#### Task details
Below are some records; copy each line in them that contains "tank".

── The input

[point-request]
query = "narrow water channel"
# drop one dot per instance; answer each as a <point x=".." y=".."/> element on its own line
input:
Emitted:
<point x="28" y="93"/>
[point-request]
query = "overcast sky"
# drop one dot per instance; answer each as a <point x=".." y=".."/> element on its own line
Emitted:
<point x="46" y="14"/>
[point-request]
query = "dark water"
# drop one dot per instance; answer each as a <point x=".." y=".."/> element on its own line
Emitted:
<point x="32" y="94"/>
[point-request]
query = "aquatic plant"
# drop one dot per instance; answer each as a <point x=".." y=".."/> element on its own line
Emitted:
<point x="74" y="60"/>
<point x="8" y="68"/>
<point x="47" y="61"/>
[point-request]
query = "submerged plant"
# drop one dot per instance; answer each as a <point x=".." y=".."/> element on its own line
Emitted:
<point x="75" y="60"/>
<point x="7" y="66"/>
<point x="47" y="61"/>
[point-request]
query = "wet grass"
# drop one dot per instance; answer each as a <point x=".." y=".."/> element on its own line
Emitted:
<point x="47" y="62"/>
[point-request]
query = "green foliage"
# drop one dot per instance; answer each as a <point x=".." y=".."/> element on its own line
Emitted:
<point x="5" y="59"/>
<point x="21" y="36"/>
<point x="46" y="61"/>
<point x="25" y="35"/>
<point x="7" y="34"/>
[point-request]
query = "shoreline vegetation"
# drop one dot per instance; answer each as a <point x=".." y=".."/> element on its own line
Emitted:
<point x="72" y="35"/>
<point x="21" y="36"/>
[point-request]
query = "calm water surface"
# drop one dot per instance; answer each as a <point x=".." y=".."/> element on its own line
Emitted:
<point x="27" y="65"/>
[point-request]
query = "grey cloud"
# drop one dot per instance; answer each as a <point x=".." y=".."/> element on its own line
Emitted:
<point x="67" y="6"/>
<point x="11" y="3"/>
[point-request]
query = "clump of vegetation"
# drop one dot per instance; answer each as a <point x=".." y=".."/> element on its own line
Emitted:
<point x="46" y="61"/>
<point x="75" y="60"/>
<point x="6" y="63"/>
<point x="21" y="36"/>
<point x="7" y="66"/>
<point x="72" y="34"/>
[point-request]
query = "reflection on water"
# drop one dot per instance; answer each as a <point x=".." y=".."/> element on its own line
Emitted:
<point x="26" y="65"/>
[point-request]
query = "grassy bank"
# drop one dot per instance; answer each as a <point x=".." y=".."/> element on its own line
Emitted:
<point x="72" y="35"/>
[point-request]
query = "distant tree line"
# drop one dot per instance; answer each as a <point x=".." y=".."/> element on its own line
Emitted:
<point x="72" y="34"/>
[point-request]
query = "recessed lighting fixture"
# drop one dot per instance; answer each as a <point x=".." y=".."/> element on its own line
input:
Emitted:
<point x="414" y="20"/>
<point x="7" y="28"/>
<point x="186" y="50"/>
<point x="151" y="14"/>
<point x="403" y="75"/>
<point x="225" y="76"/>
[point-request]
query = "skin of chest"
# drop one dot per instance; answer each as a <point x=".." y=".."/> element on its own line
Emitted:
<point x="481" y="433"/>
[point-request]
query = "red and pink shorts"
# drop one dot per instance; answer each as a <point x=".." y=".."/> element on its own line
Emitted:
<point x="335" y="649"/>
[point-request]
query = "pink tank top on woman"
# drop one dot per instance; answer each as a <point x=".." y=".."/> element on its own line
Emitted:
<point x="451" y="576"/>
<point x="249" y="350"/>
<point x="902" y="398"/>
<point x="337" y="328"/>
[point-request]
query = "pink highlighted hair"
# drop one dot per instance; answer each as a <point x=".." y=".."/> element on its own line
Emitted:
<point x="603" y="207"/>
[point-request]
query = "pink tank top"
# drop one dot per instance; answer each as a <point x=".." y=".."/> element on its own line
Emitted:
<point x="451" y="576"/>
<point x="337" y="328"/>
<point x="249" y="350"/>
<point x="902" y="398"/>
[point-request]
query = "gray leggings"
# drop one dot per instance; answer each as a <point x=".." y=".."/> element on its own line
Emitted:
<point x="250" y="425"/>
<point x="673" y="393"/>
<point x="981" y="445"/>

────

#### Answer for the task
query = "pink tank top on woman"
query = "pink tank top"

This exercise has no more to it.